>>

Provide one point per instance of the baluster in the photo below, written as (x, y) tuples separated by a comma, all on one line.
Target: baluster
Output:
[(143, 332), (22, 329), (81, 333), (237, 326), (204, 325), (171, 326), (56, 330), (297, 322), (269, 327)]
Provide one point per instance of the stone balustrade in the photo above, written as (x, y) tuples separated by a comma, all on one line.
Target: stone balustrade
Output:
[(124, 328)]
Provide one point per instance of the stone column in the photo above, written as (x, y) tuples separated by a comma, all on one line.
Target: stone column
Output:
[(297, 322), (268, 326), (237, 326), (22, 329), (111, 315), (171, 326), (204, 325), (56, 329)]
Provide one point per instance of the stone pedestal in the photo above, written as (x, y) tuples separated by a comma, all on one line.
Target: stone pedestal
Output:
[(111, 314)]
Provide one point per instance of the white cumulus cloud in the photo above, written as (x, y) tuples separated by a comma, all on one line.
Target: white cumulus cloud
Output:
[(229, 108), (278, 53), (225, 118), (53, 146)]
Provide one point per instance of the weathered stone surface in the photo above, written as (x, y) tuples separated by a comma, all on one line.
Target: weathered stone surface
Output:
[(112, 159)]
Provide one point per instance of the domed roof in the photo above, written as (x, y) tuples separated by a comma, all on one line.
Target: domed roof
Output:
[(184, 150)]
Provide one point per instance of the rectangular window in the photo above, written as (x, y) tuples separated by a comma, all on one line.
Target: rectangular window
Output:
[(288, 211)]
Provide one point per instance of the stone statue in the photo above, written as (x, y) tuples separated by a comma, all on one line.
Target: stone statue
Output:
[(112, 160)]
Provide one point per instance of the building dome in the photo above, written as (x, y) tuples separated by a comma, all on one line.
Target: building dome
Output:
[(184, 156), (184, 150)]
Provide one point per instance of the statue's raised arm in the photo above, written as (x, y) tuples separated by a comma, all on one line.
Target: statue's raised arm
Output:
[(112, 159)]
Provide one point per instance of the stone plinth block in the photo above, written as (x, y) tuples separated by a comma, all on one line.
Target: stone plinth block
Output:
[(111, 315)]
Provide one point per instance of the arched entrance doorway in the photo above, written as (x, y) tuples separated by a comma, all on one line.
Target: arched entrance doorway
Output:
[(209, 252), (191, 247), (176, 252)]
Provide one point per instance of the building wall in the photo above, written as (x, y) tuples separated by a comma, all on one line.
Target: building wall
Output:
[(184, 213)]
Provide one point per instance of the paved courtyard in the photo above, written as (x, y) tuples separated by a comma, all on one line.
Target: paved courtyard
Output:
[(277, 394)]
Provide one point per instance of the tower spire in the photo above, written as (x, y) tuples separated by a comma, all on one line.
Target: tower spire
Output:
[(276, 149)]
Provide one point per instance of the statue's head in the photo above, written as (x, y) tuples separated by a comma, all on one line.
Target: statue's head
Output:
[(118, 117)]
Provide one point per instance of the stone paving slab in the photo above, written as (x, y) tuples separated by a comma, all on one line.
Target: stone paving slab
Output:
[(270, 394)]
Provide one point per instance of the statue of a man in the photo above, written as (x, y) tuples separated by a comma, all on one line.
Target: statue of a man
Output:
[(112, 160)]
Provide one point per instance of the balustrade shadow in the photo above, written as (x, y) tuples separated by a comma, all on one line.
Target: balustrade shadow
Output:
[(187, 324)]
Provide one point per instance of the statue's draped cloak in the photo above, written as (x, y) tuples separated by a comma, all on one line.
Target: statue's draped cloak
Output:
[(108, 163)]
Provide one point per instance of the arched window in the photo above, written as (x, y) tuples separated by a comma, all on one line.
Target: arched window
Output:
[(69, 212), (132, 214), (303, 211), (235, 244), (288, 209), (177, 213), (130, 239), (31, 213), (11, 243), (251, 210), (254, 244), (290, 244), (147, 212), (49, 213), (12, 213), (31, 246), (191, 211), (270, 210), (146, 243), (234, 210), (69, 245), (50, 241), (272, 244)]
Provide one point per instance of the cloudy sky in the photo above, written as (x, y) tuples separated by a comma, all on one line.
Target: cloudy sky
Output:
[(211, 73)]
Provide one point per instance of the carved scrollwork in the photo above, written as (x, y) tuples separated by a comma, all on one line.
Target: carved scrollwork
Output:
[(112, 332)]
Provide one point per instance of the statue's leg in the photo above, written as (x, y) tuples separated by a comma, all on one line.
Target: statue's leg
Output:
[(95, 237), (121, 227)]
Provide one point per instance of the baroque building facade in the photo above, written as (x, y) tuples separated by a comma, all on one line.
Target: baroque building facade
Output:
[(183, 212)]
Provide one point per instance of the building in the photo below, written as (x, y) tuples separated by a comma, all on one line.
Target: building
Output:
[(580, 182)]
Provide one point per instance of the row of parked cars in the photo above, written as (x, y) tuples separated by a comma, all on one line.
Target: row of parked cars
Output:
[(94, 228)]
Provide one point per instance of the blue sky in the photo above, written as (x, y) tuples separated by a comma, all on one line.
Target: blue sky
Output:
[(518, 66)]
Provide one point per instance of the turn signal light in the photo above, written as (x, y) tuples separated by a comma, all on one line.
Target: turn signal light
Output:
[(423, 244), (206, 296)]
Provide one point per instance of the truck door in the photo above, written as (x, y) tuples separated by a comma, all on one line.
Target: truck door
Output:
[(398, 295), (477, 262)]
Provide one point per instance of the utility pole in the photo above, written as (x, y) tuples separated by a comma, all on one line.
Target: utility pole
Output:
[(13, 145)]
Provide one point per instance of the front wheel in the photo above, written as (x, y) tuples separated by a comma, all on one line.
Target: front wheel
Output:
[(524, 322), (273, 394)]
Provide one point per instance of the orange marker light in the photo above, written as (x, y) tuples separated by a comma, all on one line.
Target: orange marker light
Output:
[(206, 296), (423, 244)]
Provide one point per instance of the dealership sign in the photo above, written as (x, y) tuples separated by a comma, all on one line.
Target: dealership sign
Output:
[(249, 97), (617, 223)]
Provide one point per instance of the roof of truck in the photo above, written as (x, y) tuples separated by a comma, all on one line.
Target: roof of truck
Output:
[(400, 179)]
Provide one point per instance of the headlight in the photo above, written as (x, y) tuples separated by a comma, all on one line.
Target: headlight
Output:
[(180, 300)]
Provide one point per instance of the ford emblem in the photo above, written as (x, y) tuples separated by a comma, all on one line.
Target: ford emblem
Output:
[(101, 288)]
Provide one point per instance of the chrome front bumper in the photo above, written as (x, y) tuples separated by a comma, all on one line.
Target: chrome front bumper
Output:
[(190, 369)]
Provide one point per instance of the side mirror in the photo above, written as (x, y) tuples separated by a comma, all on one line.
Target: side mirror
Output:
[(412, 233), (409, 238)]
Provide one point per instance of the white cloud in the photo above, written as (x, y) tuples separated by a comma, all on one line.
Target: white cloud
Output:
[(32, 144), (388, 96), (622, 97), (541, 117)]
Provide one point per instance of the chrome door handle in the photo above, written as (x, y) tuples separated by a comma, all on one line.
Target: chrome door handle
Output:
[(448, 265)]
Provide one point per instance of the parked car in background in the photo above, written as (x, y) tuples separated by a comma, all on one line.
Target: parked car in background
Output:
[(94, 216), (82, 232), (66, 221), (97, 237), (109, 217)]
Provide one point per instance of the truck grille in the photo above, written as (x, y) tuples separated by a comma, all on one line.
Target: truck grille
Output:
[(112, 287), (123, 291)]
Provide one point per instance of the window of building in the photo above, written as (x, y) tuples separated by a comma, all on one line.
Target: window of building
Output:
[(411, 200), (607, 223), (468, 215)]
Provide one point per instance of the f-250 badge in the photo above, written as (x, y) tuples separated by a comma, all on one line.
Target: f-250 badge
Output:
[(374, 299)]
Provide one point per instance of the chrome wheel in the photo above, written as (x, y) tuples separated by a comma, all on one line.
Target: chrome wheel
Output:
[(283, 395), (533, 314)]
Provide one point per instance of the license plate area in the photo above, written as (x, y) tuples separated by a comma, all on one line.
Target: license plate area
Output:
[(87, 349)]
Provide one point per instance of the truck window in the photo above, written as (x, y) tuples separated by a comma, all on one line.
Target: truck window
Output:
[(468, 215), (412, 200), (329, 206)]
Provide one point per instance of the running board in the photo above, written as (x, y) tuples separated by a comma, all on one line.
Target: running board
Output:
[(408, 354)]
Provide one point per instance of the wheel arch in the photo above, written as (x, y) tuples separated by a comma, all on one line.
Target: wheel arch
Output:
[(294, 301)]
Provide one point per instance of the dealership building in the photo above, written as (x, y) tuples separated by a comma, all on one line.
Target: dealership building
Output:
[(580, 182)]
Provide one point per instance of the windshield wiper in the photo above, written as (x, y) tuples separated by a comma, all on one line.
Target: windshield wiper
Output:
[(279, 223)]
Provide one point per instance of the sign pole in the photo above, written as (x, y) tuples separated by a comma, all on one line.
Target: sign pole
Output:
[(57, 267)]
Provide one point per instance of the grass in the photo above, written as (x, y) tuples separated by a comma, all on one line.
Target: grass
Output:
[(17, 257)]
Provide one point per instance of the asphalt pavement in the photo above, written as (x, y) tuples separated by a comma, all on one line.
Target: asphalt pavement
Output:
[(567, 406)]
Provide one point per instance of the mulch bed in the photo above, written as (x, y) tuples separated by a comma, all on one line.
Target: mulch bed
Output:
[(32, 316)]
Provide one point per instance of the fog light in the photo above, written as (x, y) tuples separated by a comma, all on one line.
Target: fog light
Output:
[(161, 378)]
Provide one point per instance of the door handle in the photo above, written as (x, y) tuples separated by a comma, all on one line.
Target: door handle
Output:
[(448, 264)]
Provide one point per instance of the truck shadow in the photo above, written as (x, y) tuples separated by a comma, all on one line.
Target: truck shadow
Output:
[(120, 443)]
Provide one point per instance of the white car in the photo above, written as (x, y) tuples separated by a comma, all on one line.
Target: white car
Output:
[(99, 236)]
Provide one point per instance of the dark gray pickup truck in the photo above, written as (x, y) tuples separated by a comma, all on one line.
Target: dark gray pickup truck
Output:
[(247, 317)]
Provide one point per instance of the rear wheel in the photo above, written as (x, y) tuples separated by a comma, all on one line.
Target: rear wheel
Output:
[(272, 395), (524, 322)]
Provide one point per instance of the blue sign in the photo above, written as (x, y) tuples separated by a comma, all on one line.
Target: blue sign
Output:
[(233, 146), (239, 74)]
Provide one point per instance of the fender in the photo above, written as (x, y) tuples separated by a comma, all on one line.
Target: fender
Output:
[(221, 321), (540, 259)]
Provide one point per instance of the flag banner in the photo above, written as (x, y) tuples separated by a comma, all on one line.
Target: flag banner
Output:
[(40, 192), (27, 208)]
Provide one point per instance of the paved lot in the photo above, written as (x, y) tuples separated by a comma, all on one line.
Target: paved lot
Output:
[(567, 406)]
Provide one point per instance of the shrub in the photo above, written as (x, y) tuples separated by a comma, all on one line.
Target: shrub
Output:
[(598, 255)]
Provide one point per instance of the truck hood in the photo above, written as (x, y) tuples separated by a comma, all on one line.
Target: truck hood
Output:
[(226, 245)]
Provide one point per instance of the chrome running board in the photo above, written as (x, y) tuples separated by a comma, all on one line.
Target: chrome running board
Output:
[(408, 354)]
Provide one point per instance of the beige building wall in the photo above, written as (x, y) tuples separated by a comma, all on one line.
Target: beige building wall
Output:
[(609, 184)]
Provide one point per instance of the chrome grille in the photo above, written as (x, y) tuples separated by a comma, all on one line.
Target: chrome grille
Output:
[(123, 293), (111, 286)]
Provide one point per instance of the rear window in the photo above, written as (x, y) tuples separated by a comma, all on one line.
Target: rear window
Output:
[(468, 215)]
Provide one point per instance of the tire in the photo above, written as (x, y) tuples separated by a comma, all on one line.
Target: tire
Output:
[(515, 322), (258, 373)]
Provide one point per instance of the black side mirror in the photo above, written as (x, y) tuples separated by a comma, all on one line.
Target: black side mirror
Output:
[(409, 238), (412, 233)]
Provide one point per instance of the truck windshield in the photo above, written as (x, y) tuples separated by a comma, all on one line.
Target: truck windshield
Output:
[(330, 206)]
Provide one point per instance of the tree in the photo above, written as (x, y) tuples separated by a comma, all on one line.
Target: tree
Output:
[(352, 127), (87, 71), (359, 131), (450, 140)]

<<

→ **Exercise directions**: The task here is to output the line with "Target: truck windshield" and all lines after it to the end of the records above, exactly and only those.

→ **Your solution**:
Target: truck windshield
Output:
[(330, 206)]
Provide one point per instance of the tree in the photo above, written as (x, y) tuples separated by a comma, all on one line.
Target: tree
Output:
[(352, 127), (87, 71), (359, 131), (450, 140)]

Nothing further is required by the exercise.